• [Task directions]
Convert the listing below into a Markdown table with the columns "Row" and "Line". Give each non-blank line its own numbered row and leave out any blank lines.

--- START Data shown ---

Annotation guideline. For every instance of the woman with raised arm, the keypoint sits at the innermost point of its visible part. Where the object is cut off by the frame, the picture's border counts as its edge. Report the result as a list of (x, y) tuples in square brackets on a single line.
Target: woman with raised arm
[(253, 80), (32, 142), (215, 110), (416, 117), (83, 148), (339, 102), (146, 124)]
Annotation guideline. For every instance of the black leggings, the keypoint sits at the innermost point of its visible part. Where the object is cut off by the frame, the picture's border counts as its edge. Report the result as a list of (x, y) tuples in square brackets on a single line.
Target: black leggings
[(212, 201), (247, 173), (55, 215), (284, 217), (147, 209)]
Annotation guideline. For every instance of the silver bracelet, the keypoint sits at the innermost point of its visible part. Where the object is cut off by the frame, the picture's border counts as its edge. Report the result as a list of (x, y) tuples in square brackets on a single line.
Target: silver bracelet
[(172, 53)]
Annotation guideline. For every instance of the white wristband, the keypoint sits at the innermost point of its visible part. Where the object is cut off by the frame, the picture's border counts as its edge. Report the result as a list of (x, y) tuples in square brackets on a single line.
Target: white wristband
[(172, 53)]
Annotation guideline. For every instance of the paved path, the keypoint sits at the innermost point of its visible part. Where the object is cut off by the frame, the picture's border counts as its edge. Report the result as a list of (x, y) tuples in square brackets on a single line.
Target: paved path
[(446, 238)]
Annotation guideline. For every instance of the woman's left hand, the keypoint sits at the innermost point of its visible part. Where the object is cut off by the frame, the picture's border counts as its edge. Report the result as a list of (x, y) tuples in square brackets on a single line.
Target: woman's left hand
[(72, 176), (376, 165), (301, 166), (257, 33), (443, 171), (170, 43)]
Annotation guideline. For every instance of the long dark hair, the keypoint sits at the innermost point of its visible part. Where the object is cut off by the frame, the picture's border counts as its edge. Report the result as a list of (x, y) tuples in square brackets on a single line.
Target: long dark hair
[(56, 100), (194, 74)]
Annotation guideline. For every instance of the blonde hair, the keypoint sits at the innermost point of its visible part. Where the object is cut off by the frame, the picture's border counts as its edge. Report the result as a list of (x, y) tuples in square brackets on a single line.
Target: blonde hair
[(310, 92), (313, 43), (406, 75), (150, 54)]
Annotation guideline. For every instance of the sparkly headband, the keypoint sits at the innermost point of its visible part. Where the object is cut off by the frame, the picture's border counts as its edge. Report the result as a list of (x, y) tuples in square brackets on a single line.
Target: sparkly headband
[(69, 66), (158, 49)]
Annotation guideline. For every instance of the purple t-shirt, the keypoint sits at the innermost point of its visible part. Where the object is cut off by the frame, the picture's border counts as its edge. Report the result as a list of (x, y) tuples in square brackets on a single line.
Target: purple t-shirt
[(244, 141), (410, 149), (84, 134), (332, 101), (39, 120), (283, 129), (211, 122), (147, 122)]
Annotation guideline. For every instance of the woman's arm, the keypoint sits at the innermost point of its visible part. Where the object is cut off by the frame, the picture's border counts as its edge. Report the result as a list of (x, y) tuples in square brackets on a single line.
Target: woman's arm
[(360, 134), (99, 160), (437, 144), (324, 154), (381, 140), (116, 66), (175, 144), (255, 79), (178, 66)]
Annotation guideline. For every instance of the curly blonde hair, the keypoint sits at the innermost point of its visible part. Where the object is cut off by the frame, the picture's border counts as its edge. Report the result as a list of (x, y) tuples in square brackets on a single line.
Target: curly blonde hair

--- END Data shown ---

• [Exercise answer]
| Row | Line |
|---|---|
| 1 | Annotation guideline. For every instance of the woman with raised arm, the keypoint sits at the innermost point of its visible part. Where the object is cut off by the frame, the picture's border counts as its edge. Report the result as a list of (x, y) tuples in square brackets on a single line. |
| 2 | Target: woman with raised arm |
| 3 | [(253, 80), (32, 142), (215, 110), (416, 117), (83, 148), (339, 102), (146, 124)] |
| 4 | Annotation guideline. For every instance of the black leggings, the keypoint sits at the innermost point of its visible part. Where the object is cut off by the frame, the picture's border counts as its edge. Report the result as a list of (x, y) tuples in square brackets on a single line. |
| 5 | Target: black leggings |
| 6 | [(212, 201), (247, 173), (55, 215), (284, 217), (147, 209)] |
| 7 | Annotation guideline. For every instance of the silver bracelet, the keypoint sits at the innermost point of its visible part. Where the object is cut off by the frame, the picture's border counts as its edge. Report the result as a list of (x, y) tuples in square brackets on a single line. |
| 8 | Target: silver bracelet |
| 9 | [(172, 53)] |
| 10 | Annotation guideline. For every instance of the white wristband, the keypoint sits at the innermost point of its visible part. Where the object is cut off by the frame, the picture's border counts as its edge. Report the result as a list of (x, y) tuples in square brackets on a single line. |
| 11 | Target: white wristband |
| 12 | [(172, 53)] |
| 13 | Annotation guideline. For every instance of the paved path, the keypoint sits at the innermost point of its visible part. Where the object is cut off by the frame, the picture's border counts as its edge. Report the result as a list of (x, y) tuples in square brackets on a single line. |
| 14 | Target: paved path |
| 15 | [(446, 238)] |
| 16 | Annotation guideline. For every instance of the woman's left hand, the keypoint sits at the innermost point of its visible part. Where the object is cut off by the frame, the picture's border counts as its edge. Report the result as a list of (x, y) tuples in square brackets on a single line. |
| 17 | Target: woman's left hand |
| 18 | [(72, 176), (376, 165), (301, 166), (257, 33), (443, 171), (170, 43)] |
| 19 | Annotation guideline. For every instance of the long dark hair, the keypoint sits at the innermost point of its visible part. Where the object is cut off by the frame, the picture's border counts as its edge. Report the result as a list of (x, y) tuples in square brackets on a single line. |
| 20 | Target: long dark hair |
| 21 | [(56, 100), (194, 74)] |
| 22 | Annotation guideline. For every instance of the blonde hair, the keypoint sits at the innermost point of its visible part. Where the object is cut off by the frame, the picture's border counts as its edge. Report the result as a list of (x, y) tuples in square brackets on a single line. |
| 23 | Target: blonde hair |
| 24 | [(310, 92), (313, 43), (406, 75), (150, 54)] |
| 25 | Annotation guideline. For every instance of the sparkly headband, the keypoint sits at the innermost point of its visible part. Where the object is cut off by the frame, the picture's border counts as its edge. Report the result as a list of (x, y) tuples in square brackets on a single line. |
| 26 | Target: sparkly headband |
| 27 | [(69, 66), (158, 49)] |
| 28 | Annotation guideline. For every instance of the purple t-shirt, the keypoint sits at the innermost point of its visible part. Where the object is cut off by the frame, the picture's border counts as its edge. Report the result as a list of (x, y) tuples in square brackets on a single line. |
| 29 | Target: purple t-shirt |
| 30 | [(244, 141), (410, 149), (84, 134), (332, 101), (39, 120), (283, 129), (211, 122), (147, 122)] |
| 31 | Annotation guideline. For every instance of the woman's arm, the keypoint sits at the innermost point of its visible part. Where the object is cut off by the frame, the picture's border counts as its edge. Report the result as a list of (x, y) tuples in square brackets on a single line. |
| 32 | Target: woman's arm |
| 33 | [(360, 134), (99, 160), (437, 144), (324, 154), (381, 140), (116, 66), (175, 144), (255, 79), (178, 66)] |
| 34 | Annotation guideline. For every instance of the curly blonde hair, the keypoint sits at the innermost point of its visible part. Where the object is cut off by the frame, the picture's border counts as its edge. Report the result as a list of (x, y) tuples in square brackets on a single line. |
| 35 | Target: curly blonde hair |